WHAT IS NEEDED:
Write the next part of the passage about muscle atrophy and the protein Runx1, picking up after its final sentence.

People with sedentary jobs, senior citizens, and others with decreased activity can end up with smaller muscle fibers and reduced nerve supply to their muscles, giving them less strength. For most, this type of atrophy is reversible with exercise. Why muscle structure remains intact during disuse is a puzzle, and the mechanisms that regulate muscle wasting are poorly understood.
Delving into the mystery, Steven Burden, a molecular neurobiologist at New York University Medical School, and colleagues followed a clue--a protein known as Runx1. Runx1 has been found in abundance in atrophying muscle but is nearly absent in healthy muscle. Burden's team examined the effects of atrophy on two groups of inactive mice, one normal and another deprived of Runx1. Muscles shrank in both groups, but the normal mice showed few signs of permanent atrophy. The mice lacking Runx1, however, showed a striking amount of muscle wasting, the team reports 15 July in Genes and Development.

RECORD EXCERPTS:
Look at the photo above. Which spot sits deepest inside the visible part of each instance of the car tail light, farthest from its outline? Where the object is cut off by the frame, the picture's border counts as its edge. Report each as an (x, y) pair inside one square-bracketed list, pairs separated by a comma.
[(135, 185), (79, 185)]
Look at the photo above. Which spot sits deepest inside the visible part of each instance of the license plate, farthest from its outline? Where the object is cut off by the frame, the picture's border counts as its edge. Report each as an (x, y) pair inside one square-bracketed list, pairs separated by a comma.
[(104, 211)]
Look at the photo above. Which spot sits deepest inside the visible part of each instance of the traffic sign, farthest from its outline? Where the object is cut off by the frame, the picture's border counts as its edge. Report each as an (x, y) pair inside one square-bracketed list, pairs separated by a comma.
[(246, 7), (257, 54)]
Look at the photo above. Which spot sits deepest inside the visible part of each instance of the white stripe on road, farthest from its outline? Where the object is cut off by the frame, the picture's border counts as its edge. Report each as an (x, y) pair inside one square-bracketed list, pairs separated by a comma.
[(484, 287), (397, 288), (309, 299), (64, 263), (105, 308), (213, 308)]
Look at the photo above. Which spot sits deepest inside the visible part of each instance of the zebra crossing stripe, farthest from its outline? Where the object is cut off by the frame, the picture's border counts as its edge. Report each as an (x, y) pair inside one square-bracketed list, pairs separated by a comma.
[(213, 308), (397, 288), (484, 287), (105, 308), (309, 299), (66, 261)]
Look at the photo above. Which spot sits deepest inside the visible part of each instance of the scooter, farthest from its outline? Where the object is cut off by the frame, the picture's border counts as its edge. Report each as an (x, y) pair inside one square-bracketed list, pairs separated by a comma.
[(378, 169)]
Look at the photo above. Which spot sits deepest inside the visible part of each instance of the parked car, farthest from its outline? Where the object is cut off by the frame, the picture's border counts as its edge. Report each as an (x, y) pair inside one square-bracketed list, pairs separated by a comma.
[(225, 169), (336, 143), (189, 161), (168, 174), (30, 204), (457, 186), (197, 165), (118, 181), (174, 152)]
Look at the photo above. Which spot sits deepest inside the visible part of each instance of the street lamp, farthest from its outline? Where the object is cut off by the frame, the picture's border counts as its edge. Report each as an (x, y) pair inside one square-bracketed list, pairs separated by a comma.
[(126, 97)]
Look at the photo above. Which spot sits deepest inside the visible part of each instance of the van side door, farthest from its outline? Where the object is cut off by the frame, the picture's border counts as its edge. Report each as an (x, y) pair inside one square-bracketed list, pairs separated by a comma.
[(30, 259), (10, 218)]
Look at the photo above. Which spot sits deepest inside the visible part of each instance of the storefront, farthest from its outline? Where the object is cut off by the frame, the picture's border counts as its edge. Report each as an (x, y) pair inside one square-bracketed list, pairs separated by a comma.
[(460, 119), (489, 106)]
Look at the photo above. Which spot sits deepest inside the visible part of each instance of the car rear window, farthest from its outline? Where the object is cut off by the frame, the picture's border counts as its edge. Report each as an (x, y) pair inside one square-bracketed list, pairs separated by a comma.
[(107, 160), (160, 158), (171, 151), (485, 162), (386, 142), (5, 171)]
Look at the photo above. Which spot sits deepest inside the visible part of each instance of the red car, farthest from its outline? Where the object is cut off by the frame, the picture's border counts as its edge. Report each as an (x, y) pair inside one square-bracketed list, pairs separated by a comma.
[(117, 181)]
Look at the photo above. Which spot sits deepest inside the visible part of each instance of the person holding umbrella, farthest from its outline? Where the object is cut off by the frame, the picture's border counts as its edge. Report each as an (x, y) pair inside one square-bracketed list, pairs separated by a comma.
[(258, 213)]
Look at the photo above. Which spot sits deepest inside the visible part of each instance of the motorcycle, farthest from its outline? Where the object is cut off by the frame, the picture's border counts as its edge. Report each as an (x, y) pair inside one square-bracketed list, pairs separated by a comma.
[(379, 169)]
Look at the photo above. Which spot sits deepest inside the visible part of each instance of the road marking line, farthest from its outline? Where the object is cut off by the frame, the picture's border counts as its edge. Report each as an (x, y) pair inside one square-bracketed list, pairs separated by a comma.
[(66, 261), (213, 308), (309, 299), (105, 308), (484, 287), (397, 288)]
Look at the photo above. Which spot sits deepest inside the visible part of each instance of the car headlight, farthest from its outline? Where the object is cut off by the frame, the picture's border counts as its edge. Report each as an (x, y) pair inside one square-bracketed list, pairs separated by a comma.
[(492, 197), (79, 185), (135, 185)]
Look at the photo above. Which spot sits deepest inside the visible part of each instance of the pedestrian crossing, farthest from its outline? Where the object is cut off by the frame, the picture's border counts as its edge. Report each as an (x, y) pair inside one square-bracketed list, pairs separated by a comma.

REPLY TO THE EXERCISE:
The researchers also examined healthy, active mice, with and without Runx1. Neither group showed signs of muscle wasting. "If everything else is working fine, you don't need Runx1," Burden says. "But if something else goes awry, suddenly it's needed." Exactly how Runx1 prevents muscle wasting remains unclear, but it appears to be multitasking: The researchers identified 29 genes that were affected by the protein, but some were activated and others repressed.
Burden's group has "uncovered an exciting new player," says Alfred Goldberg, a cell biologist at Harvard Medical School in Boston, Massachusetts. But he emphasizes that this study is just one part of the picture. A key question, he says, is whether Runx1 can also prevent muscle atrophy caused by diseases such as diabetes and cancer.